**Task prompt**.
Lines from the one containing "Where can you spot the man in blue" through the end of the data are to be returned exactly, and no others.

Records from a data source
+===+
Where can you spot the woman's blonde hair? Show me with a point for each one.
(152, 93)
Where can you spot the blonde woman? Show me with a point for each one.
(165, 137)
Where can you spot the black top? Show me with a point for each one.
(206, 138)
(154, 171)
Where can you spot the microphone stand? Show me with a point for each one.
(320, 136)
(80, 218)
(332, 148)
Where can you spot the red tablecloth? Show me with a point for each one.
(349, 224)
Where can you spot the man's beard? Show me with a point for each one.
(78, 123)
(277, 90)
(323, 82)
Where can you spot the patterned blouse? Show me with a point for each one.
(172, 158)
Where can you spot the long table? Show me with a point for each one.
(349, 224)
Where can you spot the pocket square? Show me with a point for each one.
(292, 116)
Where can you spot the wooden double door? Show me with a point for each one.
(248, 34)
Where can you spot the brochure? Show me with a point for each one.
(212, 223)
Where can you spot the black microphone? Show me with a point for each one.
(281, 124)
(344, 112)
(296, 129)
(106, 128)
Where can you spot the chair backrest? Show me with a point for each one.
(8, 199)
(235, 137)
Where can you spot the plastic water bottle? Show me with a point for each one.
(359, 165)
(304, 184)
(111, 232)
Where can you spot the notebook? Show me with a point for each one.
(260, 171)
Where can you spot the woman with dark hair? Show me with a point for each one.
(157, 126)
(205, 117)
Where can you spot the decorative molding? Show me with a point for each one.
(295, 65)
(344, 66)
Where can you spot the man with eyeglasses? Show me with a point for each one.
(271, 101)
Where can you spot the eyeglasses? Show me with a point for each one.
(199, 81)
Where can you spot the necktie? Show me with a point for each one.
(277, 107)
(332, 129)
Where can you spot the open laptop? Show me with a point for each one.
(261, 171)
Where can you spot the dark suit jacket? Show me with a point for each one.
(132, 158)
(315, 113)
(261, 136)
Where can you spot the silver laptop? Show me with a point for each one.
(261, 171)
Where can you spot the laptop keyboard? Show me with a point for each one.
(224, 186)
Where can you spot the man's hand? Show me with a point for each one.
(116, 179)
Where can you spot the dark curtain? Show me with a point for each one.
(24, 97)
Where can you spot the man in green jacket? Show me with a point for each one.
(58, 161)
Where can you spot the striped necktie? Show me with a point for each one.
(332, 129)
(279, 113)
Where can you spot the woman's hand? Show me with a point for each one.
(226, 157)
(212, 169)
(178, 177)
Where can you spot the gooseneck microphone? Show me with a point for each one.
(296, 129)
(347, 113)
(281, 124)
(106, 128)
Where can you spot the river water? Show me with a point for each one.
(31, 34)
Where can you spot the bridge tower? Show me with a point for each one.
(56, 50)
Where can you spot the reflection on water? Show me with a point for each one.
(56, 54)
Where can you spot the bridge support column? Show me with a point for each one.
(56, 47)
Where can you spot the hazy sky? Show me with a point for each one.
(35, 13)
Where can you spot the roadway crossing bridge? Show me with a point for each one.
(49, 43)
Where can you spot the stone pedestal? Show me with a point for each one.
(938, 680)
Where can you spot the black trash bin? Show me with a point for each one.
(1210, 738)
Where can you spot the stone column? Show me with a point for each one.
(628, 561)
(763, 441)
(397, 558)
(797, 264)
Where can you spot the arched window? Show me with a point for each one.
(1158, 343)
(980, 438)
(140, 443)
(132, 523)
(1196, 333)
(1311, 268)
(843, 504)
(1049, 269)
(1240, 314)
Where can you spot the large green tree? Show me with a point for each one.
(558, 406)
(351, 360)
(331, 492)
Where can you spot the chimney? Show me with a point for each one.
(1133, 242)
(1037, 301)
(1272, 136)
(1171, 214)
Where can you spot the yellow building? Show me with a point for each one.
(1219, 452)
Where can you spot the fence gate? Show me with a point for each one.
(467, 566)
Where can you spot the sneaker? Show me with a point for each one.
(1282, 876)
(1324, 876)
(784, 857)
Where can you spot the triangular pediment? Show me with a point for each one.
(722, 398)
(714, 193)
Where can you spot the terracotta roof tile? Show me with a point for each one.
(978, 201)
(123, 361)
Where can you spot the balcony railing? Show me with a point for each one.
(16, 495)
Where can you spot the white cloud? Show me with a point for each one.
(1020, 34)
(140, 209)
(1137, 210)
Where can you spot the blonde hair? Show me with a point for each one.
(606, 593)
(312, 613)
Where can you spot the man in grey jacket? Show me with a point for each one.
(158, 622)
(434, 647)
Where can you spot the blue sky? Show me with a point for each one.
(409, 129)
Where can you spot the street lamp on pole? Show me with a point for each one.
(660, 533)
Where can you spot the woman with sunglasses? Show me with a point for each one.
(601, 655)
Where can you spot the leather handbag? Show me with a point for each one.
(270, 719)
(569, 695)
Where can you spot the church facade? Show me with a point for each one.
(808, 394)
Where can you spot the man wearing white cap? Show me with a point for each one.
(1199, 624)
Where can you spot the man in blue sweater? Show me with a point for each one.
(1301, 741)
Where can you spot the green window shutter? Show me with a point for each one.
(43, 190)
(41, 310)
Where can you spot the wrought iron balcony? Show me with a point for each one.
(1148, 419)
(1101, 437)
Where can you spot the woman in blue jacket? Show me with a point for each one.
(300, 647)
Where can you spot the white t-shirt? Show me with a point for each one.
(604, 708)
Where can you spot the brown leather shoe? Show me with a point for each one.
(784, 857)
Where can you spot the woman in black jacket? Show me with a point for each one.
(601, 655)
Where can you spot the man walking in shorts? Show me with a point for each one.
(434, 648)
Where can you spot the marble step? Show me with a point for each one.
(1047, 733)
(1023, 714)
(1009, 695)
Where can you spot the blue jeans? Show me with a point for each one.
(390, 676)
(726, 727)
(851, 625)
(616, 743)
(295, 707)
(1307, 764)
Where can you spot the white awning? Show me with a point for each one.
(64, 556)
+===+
**Correct result**.
Where can you spot the man in blue sweater? Show me with a point for each one.
(1301, 741)
Where can you spot the green window shutter? Show me with a point for each one.
(43, 190)
(41, 310)
Where can you spot the wrought iron balcony? Show me with a point for each one.
(1148, 419)
(1101, 437)
Where can you spot the woman in blue jacket? Show me with a point for each one.
(300, 647)
Where can you spot the white t-shirt? Show me with a point for each one.
(604, 708)
Where can you spot the brown leather shoe? Show me with a point for each one.
(784, 857)
Where can you spot the woman in black jacket? Show me with a point for each one.
(601, 655)
Where can you spot the man walking in shorts? Show me with a point for each one.
(434, 648)
Where can you spot the marble step? Show me with a point for each one.
(1047, 733)
(1023, 714)
(1009, 695)
Where can you spot the blue jeans? Show me with a point for each one.
(390, 676)
(726, 727)
(851, 625)
(616, 743)
(295, 707)
(1307, 764)
Where can you spot the white awning? Show me with a point for each one.
(64, 556)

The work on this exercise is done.